(Problem requirements) In the excerpt on crypto-asset compliance below, when does the EU's TFR become fully applicable?
═════ Document segment ═════
The Fifth Circuit’s decision, while significant, left open whether the developers and foundation associated with Tornado Cash could themselves be designated as specially designated nationals, and whether other regulatory theories—including aiding and abetting liability or criminal money laundering conspiracy—could be applied to those who promoted or facilitated the use of the protocol. The Dutch prosecution of one developer under the Netherlands’ AML framework, resulting in a 2023 conviction, proceeded on the separate theory that the developer had personally benefited from fees and had sufficient control over aspects of the protocol to incur liability.

V. Institutional Obligations and the Due Diligence Dilemma

For regulated VASPs and financial institutions, the existence of high-risk wallets and mixing services creates a pervasive compliance dilemma. The EU’s TFR, fully applicable from December 2024, requires originator and beneficiary wallet information to accompany all crypto-asset transfers—the so-called “travel rule”—and mandates that VASPs verify whether counterparty wallets are associated with mixing services or flagged entities. MiCA imposes complementary obligations on crypto-asset service providers (CASPs) to conduct ongoing transaction monitoring and refuse transfers to or from high-risk addresses.

The operational challenge is that blockchain analytics outputs—the principal tool for identifying high-risk wallet exposure—are produced by private firms under proprietary methodologies that are not subject to public audit or judicial review. A VASP that refuses a customer’s withdrawal based on a third-party risk score faces potential civil liability for wrongful refusal of service. A VASP that proceeds despite a high-risk flag faces potential regulatory sanction. Neither the EU nor U.S. framework provides clear safe harbors calibrated to the probabilistic, indirect nature of on-chain attribution.
═════ Listing ═════
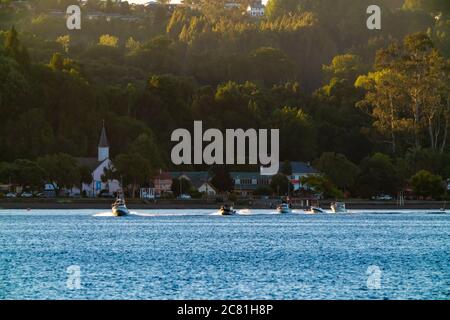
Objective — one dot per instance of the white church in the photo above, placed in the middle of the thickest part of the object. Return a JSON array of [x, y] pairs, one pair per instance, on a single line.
═════
═════ Listing ═════
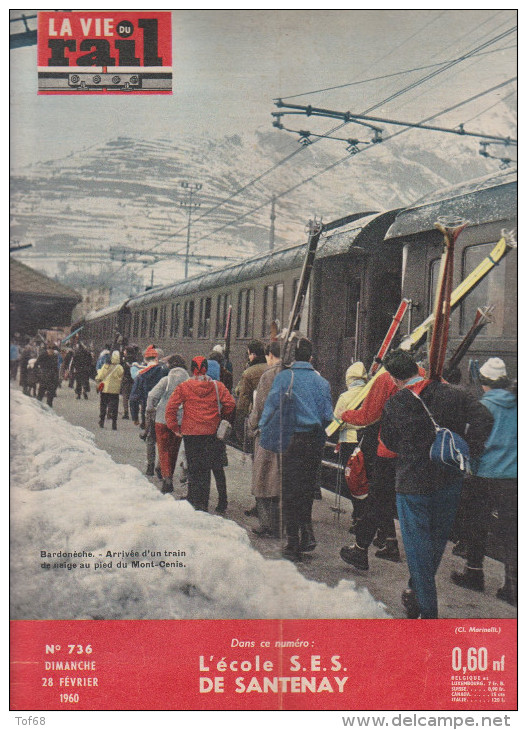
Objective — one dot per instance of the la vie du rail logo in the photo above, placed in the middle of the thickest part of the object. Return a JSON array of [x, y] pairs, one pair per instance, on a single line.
═════
═════ Listing ═════
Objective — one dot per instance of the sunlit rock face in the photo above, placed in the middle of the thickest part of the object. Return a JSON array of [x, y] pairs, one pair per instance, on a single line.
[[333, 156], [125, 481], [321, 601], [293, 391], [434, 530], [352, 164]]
═════
(Task answer) December 2024